SUPPLIED TEXT:
Too often, we in the Congress are flying blind–or at least much more in the dark than is necessary or good–to the extent that we do not obtain better information and advice than we now have so as to be more sure of what we are actually doing when we make decisions which involve the use of new technology.
Referring to the deficiencies of Congress, he implored,
Let us face it Mr. Chairman, we in the Congress are constantly outmanned and outgunned by the expertise of the executive agencies. We desperately need a stronger source of professional advice and information, more immediately and entirely responsible to us and responsive to the demands of our own committees, in order to more nearly match those resources in the executive agencies.

SHORT EXERCISE A: In the passage on Congress and new technology, whose expertise is said to outman and outgun the Congress?

MATERIAL SUPPLIED:
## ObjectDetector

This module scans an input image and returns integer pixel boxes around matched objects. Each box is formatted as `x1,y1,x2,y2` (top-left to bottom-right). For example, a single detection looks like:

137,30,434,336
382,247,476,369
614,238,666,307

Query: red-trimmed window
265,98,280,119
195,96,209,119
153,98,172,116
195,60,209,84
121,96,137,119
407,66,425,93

SHORT EXERCISE B: Rewrite every line of the listing as a Markdown table with columns Row and Listing line, numbering the rows in order and leaving out blank lines.

RIGHT ANSWER A: The expertise of the executive agencies.

RIGHT ANSWER B:
| Row | Listing line |
|---|---|
| 1 | ## ObjectDetector |
| 2 | This module scans an input image and returns integer pixel boxes around matched objects. Each box is formatted as `x1,y1,x2,y2` (top-left to bottom-right). For example, a single detection looks like: |
| 3 | 137,30,434,336 |
| 4 | 382,247,476,369 |
| 5 | 614,238,666,307 |
| 6 | Query: red-trimmed window |
| 7 | 265,98,280,119 |
| 8 | 195,96,209,119 |
| 9 | 153,98,172,116 |
| 10 | 195,60,209,84 |
| 11 | 121,96,137,119 |
| 12 | 407,66,425,93 |